◆ **Task to carry out**
List each line in the rows below that contains the string "cricket". Case matters.

****************

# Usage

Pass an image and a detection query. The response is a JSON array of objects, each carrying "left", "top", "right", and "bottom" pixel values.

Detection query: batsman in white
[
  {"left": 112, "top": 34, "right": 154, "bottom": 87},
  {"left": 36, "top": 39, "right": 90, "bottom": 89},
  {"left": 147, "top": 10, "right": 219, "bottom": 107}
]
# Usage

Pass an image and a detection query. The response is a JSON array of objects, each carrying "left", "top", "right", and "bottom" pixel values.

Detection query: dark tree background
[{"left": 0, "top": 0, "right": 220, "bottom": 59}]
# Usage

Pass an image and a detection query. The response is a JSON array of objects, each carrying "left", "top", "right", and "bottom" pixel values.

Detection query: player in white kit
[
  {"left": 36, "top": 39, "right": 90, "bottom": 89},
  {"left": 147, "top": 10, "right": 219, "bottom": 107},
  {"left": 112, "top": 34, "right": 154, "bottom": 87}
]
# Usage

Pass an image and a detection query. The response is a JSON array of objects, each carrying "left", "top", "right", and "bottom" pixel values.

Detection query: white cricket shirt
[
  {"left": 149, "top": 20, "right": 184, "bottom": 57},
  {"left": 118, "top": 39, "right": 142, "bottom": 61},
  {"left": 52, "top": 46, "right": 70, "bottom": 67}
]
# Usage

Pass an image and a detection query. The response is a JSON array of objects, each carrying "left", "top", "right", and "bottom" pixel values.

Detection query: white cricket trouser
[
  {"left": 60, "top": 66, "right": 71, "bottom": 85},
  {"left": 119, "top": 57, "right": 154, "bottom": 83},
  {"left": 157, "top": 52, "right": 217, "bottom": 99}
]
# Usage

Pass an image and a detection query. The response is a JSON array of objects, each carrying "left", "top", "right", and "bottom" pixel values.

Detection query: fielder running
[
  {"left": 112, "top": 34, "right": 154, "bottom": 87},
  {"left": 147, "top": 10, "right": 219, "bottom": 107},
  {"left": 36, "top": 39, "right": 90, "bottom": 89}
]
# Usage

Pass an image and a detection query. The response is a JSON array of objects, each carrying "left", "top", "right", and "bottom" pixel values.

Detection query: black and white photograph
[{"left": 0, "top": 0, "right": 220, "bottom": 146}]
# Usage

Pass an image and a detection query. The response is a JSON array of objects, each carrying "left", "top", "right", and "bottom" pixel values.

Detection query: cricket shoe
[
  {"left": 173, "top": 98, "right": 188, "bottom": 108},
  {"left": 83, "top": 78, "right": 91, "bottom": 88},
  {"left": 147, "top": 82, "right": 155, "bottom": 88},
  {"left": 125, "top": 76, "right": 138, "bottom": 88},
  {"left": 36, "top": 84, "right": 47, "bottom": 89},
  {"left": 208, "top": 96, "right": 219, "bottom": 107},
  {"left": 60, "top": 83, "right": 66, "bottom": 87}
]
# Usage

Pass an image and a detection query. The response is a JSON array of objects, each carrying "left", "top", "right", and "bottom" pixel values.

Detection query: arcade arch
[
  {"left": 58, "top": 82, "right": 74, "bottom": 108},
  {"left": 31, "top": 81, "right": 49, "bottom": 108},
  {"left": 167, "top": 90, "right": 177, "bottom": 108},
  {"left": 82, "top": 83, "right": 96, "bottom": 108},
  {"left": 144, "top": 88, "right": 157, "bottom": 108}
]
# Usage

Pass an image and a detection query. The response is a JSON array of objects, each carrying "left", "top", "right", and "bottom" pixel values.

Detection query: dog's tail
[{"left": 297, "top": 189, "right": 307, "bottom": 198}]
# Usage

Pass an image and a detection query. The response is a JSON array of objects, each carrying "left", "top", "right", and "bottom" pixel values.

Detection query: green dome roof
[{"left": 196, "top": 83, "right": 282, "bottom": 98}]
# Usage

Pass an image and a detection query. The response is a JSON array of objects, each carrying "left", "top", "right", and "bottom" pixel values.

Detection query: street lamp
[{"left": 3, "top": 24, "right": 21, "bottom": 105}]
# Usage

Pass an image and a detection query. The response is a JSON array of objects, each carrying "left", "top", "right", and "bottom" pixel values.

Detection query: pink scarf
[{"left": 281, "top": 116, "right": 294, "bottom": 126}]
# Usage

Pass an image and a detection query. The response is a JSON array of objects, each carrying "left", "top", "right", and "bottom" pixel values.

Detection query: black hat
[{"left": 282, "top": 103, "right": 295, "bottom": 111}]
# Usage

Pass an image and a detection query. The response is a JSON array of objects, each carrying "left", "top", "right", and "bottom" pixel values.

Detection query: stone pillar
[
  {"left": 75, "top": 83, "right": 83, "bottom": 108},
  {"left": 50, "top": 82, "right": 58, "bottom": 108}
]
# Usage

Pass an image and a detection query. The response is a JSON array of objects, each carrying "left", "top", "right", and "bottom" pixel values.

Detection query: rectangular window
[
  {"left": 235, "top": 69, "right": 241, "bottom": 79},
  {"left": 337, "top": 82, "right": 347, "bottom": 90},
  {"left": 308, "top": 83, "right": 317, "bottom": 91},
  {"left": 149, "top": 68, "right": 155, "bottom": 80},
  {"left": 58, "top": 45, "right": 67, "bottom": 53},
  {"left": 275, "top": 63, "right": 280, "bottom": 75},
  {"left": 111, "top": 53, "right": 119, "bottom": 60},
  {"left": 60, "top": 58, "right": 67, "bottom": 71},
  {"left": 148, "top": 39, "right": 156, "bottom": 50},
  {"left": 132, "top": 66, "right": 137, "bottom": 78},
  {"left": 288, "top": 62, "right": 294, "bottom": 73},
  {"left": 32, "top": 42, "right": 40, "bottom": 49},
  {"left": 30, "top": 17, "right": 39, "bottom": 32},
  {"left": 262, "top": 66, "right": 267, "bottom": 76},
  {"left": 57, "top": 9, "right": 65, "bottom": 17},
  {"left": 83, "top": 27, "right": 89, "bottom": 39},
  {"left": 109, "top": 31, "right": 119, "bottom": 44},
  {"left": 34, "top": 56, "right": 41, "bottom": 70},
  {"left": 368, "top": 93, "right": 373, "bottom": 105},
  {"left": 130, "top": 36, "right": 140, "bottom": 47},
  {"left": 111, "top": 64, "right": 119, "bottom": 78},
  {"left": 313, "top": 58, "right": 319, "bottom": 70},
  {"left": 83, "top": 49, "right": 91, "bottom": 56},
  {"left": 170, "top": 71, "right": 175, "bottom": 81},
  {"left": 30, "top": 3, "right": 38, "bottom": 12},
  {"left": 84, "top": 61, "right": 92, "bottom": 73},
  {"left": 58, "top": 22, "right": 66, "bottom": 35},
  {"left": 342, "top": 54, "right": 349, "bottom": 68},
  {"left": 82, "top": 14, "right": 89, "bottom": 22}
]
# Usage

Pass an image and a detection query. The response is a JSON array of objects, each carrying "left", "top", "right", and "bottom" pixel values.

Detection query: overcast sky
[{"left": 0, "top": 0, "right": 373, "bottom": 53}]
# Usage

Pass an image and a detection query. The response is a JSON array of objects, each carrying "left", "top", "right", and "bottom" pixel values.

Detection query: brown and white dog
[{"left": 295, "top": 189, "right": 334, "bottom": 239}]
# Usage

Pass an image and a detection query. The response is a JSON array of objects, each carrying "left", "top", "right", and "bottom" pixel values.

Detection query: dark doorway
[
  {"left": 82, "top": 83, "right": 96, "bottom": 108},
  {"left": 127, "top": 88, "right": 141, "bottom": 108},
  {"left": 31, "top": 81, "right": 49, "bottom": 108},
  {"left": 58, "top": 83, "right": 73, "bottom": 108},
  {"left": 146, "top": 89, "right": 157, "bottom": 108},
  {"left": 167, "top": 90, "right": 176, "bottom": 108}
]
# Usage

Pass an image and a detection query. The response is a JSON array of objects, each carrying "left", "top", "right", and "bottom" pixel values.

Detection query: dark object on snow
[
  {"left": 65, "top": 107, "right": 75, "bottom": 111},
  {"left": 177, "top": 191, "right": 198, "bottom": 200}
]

****************

◆ **Expected answer**
Detection query: white cricket shirt
Detection query: white cricket trouser
Detection query: cricket shoe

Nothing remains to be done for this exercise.